## START

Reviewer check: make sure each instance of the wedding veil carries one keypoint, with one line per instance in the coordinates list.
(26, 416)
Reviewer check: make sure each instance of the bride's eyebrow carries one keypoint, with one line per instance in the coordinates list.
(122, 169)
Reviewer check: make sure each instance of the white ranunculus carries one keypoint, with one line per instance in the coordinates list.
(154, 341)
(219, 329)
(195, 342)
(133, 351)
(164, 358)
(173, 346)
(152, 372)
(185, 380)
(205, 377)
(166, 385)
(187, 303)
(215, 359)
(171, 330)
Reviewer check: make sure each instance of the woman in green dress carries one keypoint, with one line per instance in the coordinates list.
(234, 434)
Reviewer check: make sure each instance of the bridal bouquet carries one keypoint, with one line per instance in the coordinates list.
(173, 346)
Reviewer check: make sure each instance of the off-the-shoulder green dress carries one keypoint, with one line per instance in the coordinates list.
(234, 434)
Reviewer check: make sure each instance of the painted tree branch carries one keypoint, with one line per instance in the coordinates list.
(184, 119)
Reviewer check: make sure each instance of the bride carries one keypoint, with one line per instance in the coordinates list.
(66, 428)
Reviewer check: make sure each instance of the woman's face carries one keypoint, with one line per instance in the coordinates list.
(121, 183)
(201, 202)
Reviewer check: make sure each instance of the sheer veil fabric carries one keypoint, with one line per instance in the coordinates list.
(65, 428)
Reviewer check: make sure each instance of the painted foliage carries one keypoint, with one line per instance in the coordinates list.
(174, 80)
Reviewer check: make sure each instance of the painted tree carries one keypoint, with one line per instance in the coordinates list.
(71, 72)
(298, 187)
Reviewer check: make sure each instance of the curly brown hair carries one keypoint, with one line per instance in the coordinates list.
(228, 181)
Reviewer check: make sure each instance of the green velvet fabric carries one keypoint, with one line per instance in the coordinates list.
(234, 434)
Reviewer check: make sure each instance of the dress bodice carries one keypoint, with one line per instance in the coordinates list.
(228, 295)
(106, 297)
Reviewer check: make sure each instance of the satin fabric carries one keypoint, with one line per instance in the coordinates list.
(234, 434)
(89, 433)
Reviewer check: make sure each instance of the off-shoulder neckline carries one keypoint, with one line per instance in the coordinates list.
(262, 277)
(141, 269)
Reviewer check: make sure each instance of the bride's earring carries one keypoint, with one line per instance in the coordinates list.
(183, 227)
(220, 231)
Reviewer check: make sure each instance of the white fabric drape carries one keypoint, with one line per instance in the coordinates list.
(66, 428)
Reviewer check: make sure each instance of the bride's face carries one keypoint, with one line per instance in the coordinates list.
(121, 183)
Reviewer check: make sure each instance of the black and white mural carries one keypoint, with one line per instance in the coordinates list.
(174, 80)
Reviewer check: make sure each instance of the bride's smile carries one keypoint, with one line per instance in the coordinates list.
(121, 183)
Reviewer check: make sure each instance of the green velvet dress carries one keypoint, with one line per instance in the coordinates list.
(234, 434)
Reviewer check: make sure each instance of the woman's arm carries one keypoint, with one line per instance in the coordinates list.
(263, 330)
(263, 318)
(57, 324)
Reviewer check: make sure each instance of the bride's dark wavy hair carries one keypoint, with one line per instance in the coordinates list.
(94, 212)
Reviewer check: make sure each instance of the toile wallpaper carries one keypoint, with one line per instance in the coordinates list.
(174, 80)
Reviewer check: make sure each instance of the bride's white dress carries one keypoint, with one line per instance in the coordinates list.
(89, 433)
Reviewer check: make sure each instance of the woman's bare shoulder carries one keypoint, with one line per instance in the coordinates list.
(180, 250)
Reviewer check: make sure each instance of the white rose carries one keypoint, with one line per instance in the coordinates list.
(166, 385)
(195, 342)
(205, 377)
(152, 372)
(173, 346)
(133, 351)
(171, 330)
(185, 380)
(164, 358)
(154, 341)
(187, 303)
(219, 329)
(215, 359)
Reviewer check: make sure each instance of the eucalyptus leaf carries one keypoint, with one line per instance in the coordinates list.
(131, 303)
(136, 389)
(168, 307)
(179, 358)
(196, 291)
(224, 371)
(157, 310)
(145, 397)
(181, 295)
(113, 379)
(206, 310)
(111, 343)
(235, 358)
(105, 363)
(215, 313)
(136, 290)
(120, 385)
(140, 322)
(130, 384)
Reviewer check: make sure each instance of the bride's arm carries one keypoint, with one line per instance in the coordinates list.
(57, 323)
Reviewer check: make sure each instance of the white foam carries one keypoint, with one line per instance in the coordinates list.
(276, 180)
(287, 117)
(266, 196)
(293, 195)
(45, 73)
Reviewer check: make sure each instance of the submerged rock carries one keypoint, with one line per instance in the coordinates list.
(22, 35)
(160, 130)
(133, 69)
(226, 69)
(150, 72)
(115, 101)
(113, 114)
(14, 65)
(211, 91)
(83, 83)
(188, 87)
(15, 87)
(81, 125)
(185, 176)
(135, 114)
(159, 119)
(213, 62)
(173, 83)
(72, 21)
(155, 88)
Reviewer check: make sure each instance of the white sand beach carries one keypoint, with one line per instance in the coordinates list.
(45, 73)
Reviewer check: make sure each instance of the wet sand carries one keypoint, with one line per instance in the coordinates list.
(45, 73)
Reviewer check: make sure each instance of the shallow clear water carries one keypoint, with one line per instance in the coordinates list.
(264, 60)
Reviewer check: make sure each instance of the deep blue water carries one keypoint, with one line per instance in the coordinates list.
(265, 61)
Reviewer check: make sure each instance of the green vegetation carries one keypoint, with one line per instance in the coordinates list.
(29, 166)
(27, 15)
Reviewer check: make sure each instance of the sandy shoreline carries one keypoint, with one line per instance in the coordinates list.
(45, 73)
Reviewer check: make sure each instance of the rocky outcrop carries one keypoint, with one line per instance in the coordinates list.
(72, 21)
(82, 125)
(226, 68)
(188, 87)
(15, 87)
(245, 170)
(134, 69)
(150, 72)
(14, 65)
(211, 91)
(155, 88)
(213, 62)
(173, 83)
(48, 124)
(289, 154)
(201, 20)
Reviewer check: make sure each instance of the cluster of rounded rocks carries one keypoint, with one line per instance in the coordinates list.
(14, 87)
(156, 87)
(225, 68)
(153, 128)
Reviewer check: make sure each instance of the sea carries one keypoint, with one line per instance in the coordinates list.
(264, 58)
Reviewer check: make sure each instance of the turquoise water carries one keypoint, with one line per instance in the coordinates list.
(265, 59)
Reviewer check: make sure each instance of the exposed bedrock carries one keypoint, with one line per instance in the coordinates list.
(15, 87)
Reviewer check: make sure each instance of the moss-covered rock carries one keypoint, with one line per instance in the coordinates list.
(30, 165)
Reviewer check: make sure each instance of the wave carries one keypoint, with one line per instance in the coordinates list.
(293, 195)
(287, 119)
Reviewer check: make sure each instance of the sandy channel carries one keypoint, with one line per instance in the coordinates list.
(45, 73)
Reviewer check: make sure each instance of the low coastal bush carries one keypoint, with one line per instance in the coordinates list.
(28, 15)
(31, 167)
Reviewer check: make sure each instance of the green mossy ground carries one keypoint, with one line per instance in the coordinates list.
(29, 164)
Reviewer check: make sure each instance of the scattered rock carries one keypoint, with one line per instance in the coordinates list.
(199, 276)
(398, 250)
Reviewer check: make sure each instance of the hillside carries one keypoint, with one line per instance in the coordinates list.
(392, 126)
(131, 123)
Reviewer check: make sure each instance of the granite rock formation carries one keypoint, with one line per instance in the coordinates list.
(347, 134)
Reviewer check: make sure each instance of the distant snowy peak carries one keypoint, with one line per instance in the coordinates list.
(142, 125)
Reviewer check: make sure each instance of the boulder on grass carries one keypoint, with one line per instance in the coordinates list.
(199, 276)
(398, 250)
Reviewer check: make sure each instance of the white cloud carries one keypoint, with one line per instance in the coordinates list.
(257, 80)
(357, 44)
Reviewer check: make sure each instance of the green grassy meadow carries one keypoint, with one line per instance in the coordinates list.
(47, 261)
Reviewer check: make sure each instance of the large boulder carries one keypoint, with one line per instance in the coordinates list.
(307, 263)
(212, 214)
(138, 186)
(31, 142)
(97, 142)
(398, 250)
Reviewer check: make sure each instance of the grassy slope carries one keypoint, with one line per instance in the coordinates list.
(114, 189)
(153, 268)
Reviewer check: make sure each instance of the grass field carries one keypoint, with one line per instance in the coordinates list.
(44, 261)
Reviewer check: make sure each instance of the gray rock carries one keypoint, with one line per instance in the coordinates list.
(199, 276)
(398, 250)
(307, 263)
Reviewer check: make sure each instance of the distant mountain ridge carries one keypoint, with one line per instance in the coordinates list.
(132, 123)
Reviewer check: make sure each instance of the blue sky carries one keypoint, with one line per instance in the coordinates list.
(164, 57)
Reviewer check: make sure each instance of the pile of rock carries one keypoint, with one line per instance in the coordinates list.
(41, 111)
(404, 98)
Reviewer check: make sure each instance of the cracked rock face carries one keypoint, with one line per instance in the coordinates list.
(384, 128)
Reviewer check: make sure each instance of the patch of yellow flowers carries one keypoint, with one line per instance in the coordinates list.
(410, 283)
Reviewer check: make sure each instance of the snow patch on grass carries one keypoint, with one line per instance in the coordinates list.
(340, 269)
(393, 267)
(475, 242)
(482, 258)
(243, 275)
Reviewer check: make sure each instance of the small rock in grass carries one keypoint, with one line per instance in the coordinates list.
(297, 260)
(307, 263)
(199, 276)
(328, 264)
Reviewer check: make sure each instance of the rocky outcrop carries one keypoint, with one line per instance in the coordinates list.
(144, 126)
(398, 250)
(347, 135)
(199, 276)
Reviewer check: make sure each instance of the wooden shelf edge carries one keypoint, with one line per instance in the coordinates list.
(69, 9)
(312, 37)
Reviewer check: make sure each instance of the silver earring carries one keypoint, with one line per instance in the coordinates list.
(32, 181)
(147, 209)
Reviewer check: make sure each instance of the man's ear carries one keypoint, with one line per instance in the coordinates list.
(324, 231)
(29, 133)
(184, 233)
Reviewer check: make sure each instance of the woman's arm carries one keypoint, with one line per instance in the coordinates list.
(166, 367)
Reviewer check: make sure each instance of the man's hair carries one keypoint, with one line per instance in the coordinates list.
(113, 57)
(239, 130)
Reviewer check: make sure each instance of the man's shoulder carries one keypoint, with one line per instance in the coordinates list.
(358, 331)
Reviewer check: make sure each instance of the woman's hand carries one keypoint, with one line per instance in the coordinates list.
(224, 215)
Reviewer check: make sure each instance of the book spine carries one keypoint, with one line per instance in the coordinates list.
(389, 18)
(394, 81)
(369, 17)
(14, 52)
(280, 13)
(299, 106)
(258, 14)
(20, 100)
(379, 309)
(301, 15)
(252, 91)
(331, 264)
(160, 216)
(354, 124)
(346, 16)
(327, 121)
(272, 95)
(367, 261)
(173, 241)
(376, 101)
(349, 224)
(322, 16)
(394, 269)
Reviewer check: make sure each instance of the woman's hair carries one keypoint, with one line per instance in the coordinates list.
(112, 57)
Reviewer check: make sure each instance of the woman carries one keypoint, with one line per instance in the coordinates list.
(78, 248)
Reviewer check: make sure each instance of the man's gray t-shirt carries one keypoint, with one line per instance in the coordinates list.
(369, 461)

## END

> _Requirements_: Return unchanged the lines of the items starting with the line that contains "Reviewer check: make sure each instance of the man's shoulder" and continuing through the end of the items.

> _Solution for this exercise_:
Reviewer check: make sure each instance of the man's shoulder carries one keypoint, with one line per instance in the coordinates list.
(358, 331)
Reviewer check: make sure each instance of the woman's hand carries one keypoint, with one line per instance in the coordinates list.
(224, 215)
Reviewer check: make sure each instance of the book spine carries one keypoint, with one line per instance in the coordinates list.
(389, 18)
(394, 81)
(369, 17)
(14, 52)
(280, 13)
(299, 106)
(258, 14)
(20, 100)
(379, 309)
(301, 15)
(252, 91)
(331, 264)
(160, 216)
(354, 124)
(346, 16)
(327, 121)
(272, 95)
(367, 261)
(173, 241)
(376, 101)
(349, 224)
(322, 16)
(394, 269)
Reviewer check: make sure each instance of the woman's hair carries one keypoint, with one line per instance in the coordinates list.
(112, 57)
Reviewer check: make sure each instance of the woman carries one keypoint, with one line per instance in the coordinates list.
(78, 248)
Reviewer check: make sure each instance of the man's gray t-shirt carries one keypoint, with one line per instance in the coordinates list.
(369, 461)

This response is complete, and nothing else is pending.